RECORD EXCERPTS
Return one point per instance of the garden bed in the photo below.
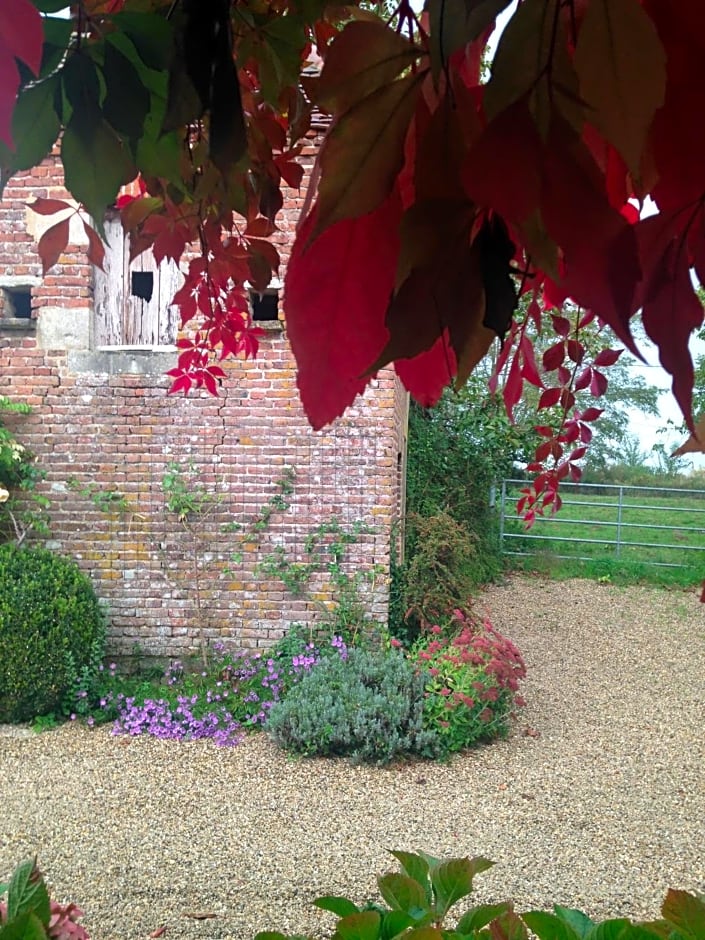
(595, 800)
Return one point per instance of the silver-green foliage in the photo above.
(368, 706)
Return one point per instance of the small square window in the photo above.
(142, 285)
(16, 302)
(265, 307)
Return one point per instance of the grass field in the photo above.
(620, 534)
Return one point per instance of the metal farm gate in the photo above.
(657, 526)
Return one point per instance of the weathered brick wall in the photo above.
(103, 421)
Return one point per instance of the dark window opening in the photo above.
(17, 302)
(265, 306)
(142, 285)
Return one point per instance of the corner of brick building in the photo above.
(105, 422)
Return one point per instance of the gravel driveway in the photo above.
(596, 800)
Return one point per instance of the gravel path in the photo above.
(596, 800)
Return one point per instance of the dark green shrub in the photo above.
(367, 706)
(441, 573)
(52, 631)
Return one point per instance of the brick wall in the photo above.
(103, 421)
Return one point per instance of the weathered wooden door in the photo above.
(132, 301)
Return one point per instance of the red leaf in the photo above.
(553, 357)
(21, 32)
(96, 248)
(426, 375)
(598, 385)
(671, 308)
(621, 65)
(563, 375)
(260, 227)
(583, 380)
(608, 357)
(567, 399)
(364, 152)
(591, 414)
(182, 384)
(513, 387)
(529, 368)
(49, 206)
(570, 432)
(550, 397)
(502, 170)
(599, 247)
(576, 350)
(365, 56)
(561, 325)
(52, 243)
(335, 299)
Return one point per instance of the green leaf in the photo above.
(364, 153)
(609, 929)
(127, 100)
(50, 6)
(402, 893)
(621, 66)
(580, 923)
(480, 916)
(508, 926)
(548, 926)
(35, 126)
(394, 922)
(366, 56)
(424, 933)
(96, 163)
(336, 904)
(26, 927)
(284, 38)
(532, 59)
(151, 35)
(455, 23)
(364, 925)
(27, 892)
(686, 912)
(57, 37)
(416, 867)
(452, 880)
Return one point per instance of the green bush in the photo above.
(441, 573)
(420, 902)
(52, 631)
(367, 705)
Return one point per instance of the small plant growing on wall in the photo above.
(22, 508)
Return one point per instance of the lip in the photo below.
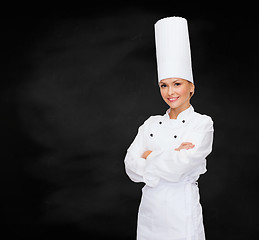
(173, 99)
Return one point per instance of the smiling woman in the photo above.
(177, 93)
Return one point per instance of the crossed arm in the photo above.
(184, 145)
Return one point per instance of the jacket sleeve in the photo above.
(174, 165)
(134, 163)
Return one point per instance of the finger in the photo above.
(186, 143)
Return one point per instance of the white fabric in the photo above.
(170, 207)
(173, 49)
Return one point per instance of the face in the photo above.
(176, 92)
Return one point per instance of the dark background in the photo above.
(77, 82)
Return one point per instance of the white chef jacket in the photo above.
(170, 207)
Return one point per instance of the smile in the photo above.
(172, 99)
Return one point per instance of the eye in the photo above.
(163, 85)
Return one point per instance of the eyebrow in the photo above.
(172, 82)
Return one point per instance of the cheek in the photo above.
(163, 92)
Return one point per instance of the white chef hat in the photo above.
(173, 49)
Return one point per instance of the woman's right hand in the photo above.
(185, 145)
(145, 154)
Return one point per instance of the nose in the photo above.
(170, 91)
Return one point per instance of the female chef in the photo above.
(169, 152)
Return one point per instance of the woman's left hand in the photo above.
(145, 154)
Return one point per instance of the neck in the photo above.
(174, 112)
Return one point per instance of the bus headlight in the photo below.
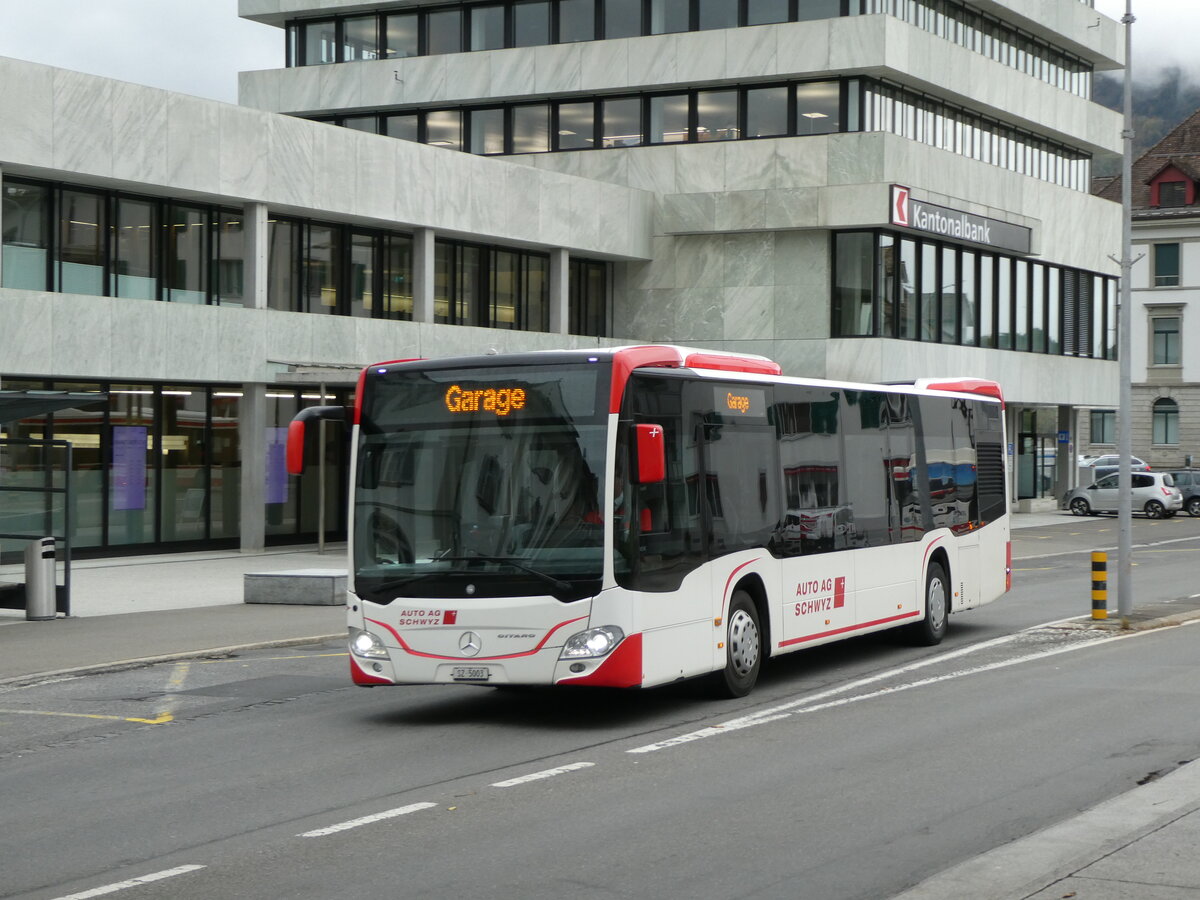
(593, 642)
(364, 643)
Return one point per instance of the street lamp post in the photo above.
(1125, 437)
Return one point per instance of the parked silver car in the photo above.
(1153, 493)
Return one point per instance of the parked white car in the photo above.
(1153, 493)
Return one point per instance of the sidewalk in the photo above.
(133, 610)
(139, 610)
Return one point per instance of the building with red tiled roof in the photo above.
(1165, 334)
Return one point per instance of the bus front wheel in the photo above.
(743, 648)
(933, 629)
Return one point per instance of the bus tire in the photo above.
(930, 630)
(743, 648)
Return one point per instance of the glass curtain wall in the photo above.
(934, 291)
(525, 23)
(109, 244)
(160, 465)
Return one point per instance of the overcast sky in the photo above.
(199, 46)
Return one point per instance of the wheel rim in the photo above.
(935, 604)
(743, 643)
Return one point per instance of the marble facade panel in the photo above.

--

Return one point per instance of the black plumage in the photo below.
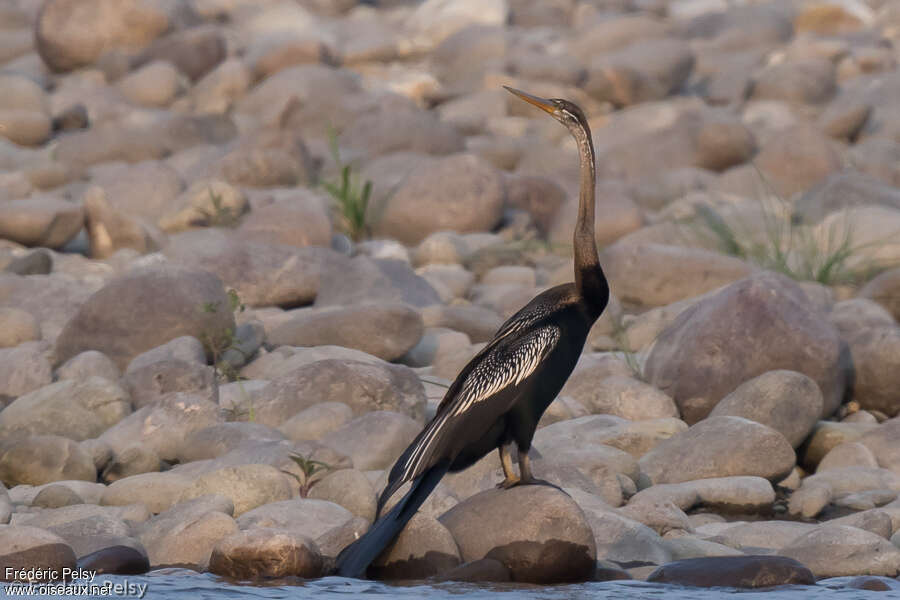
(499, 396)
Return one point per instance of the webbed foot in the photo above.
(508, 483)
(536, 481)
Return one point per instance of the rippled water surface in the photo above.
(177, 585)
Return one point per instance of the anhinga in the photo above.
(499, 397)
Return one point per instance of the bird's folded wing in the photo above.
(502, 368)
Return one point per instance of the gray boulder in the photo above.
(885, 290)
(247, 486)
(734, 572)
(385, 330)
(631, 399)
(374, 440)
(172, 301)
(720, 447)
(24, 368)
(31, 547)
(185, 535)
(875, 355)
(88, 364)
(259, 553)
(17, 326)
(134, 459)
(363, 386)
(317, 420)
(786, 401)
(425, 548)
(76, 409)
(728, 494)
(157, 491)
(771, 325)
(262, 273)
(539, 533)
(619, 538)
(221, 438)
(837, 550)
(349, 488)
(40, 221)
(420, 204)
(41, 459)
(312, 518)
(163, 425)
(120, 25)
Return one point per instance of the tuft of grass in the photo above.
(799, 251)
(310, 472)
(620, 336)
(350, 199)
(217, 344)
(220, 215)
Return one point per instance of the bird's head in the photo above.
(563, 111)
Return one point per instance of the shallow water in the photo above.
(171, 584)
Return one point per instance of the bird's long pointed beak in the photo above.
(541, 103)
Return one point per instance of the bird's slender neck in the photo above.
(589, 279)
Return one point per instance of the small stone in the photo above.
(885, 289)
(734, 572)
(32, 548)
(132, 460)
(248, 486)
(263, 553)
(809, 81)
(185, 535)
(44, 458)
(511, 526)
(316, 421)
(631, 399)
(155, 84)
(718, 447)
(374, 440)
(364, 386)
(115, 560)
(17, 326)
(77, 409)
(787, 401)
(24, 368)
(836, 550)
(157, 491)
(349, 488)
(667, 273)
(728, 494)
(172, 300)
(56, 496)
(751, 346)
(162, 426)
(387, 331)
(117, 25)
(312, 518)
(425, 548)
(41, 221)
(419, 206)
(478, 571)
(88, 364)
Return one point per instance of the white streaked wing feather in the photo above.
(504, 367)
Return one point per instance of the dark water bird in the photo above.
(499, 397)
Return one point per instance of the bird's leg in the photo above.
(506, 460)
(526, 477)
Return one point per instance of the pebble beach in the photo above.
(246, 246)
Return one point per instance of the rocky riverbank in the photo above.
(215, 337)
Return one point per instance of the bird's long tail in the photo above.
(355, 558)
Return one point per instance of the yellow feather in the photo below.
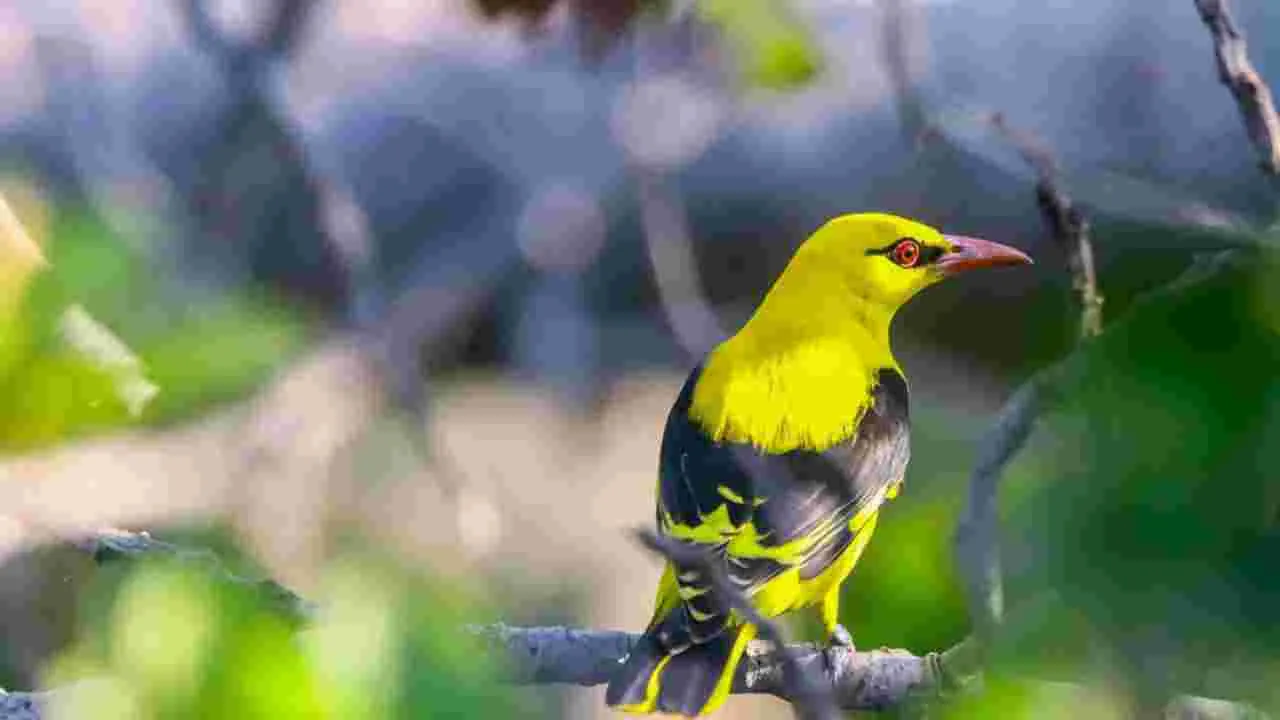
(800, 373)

WRITTEN INSTRUCTION
Can you give back the lines from the one holding "Return one point per instance of the glass" through the one holding "Return one point per instance of the marble", inclusive, switching "instance" to "occurrence" and leaving everything else unchanged?

SOLUTION
Return one point per occurrence of the glass curtain wall in the photo above.
(934, 291)
(525, 23)
(109, 244)
(160, 465)
Return one point per occurrence of the overcast sky in the photo above.
(199, 46)
Return one point per occurrence of the wheel rim in the photo above.
(935, 604)
(743, 643)
Return one point per occurrence of the marble facade panel in the photo above.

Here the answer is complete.